- Opening Delimiter -

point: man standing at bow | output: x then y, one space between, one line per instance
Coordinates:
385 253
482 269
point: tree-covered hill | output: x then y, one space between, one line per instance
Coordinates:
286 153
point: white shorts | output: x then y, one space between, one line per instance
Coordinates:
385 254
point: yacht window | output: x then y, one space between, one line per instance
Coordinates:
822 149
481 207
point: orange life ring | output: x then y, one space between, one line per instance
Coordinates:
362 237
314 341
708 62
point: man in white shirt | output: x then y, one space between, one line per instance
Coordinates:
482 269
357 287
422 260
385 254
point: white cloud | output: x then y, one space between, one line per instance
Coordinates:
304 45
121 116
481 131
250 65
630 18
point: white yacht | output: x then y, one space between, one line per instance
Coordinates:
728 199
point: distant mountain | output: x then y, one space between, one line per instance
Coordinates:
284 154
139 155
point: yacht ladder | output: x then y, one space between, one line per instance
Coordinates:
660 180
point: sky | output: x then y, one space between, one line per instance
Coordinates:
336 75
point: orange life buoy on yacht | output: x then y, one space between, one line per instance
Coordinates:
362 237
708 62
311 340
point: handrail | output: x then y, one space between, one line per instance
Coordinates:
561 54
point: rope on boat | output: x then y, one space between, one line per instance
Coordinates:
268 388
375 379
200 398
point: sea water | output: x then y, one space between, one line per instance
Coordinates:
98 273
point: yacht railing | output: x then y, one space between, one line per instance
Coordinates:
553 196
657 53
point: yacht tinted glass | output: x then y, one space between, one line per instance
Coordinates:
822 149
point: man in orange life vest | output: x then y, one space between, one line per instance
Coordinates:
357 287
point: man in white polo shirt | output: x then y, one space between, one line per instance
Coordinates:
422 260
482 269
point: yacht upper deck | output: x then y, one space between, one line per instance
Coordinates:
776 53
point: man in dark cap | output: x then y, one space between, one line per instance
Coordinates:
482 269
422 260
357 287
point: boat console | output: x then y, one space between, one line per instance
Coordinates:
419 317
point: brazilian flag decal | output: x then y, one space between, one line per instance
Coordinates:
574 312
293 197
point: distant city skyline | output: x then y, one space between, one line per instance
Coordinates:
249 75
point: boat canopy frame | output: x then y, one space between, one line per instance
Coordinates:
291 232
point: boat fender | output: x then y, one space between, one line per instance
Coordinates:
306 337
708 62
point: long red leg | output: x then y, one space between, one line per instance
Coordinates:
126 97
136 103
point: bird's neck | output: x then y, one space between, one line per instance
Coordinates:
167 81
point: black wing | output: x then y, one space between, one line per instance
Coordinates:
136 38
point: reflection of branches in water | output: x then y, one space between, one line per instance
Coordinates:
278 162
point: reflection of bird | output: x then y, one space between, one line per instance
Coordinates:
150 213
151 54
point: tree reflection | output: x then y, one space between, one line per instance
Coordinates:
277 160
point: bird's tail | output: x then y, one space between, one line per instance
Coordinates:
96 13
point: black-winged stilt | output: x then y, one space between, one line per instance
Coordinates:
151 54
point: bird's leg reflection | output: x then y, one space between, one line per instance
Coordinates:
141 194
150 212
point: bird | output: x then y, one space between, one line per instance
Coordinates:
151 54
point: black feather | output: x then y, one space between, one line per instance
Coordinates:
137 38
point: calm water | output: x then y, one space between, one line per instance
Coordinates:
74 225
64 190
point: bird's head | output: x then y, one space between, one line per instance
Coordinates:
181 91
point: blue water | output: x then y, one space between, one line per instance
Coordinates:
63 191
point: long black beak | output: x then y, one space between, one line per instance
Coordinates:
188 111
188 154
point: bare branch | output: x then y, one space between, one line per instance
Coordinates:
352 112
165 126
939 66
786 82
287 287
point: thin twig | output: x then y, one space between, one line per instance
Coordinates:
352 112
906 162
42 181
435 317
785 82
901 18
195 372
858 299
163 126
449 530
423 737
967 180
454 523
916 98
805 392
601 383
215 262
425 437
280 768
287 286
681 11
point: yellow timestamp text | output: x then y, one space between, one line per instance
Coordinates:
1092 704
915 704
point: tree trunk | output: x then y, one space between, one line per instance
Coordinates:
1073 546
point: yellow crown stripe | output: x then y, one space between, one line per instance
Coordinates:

- Closing Delimiter -

PROBLEM TO WORK ON: Filter the data above by the word "bird" and copy every line that matches.

RESULT OF THIS TASK:
point: bird's neck | output: x then y, one space between, one line per instance
point: reflection of bird | output: x then y, one space between, one line per instance
point: bird's tail | output: x then y, one space between, one line per instance
point: bird's leg reflection | output: x then y, one space between, one line per instance
point: bird | output: x then y, one space between, one line per instance
point: bird's head | output: x then y, one space between, one line per instance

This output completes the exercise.